*Activity:* From the records below, set down exactly the lines starting with the line that contains "target | gray deck surface" and going on through the line that contains "target | reflection in window". Nothing else is wanted.

*Input:*
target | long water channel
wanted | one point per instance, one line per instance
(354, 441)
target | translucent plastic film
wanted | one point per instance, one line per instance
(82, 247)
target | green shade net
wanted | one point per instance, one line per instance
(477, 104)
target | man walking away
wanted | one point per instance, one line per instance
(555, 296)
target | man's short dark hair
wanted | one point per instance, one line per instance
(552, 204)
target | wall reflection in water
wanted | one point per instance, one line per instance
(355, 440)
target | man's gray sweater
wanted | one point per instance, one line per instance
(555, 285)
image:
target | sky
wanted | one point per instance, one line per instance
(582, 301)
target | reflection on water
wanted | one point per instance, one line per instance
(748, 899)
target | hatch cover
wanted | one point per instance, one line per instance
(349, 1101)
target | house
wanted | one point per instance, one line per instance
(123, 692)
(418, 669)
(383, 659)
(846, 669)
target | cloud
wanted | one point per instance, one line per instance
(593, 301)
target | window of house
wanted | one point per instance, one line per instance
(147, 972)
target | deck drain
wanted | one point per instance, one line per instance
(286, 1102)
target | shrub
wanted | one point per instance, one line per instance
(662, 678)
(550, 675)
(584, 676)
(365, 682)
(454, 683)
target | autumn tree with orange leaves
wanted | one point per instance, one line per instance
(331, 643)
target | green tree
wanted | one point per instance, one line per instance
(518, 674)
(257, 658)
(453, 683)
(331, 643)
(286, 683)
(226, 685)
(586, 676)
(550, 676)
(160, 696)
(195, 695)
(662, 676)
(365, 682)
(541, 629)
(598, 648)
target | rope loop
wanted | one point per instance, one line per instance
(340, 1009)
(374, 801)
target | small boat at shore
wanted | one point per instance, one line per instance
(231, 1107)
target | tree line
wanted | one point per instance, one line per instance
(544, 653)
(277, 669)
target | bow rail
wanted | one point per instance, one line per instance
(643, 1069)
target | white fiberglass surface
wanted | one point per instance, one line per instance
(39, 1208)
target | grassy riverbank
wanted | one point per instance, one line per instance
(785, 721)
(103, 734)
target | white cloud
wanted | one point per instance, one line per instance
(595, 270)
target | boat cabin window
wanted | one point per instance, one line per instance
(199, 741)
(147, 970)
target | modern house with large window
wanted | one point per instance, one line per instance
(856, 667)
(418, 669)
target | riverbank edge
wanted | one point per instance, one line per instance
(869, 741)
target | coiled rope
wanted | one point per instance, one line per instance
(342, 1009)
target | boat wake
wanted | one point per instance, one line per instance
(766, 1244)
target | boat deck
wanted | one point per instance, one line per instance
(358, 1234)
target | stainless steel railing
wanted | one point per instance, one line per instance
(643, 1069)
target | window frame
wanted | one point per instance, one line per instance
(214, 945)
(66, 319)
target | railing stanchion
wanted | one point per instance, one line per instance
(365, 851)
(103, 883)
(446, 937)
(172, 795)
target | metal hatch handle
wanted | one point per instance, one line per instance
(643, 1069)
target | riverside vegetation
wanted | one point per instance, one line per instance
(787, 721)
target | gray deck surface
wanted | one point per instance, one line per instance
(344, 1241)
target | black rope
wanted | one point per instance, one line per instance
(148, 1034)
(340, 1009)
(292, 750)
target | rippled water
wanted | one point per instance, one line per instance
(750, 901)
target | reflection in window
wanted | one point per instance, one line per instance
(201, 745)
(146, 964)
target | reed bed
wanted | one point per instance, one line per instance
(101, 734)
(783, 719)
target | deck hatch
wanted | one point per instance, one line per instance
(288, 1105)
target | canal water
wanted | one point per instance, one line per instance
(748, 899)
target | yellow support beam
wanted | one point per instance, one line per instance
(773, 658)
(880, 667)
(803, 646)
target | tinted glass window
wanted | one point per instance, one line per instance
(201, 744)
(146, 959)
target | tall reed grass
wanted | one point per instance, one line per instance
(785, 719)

*Solution to the problem:*
target | gray deck surface
wanted | one point per instance, one line per instance
(344, 1241)
target | black rope
wanted | one point per instance, one line per instance
(148, 1034)
(340, 1009)
(292, 750)
target | rippled water
wanted | one point per instance, one line per instance
(750, 901)
target | reflection in window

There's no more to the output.